Which lines in the material below contain the word "surface" with the same capitalization? Locate each one and copy it out.

(Saved entries)
********

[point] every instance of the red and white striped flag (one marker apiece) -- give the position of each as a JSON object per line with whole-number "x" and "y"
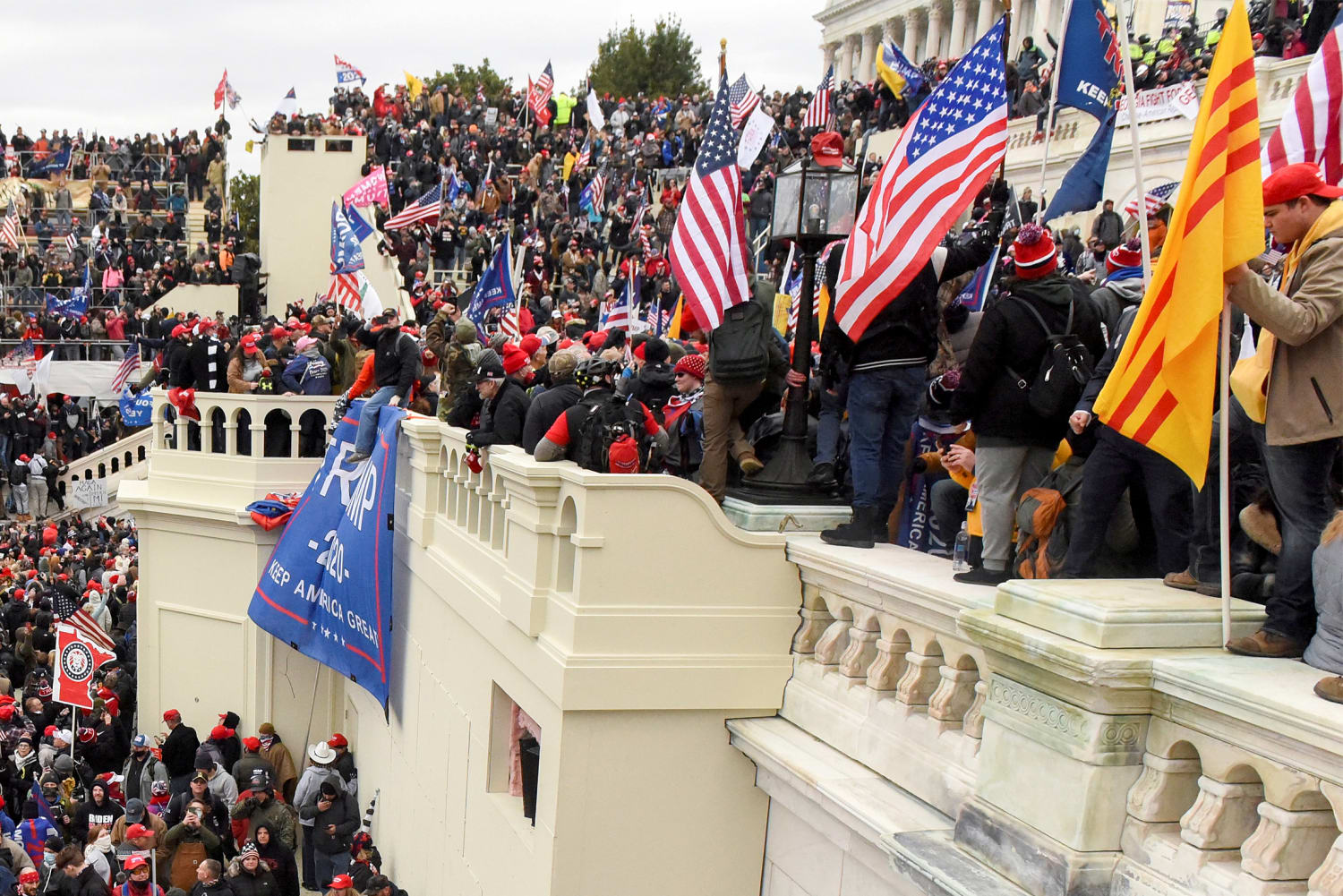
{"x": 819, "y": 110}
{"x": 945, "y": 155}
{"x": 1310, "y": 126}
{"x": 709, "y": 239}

********

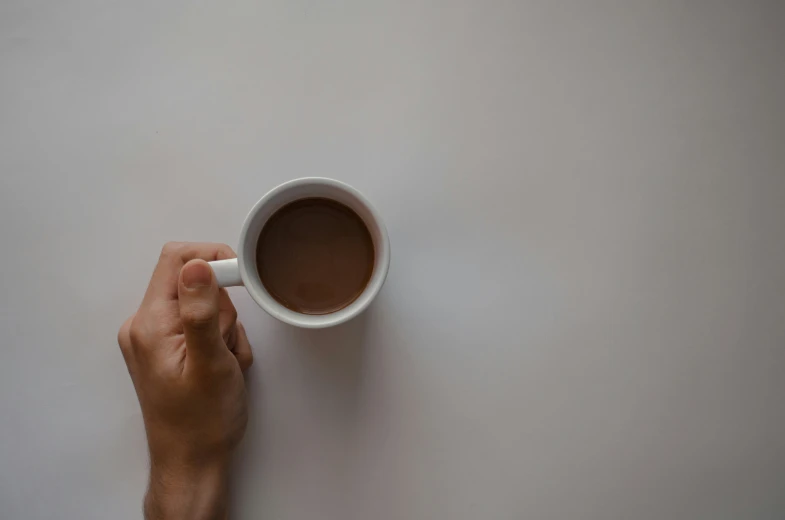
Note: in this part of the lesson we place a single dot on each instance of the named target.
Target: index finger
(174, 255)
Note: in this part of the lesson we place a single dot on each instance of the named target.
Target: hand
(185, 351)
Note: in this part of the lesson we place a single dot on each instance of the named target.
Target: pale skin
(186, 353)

********

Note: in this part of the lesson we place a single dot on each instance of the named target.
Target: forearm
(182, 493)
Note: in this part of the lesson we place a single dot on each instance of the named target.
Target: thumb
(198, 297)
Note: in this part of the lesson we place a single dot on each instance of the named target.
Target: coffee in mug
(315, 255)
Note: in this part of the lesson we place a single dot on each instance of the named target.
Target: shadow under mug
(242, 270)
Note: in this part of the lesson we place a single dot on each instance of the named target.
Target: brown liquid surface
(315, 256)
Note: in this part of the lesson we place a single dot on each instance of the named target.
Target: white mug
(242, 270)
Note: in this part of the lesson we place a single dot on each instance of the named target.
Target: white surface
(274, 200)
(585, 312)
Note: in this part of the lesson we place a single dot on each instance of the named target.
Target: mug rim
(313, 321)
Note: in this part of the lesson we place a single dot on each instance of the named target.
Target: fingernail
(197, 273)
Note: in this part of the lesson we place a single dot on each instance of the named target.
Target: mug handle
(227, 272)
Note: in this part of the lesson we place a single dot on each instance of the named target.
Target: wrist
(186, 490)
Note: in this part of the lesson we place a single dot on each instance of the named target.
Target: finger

********

COMPLETE ANSWER -
Target: brown liquid surface
Target: white surface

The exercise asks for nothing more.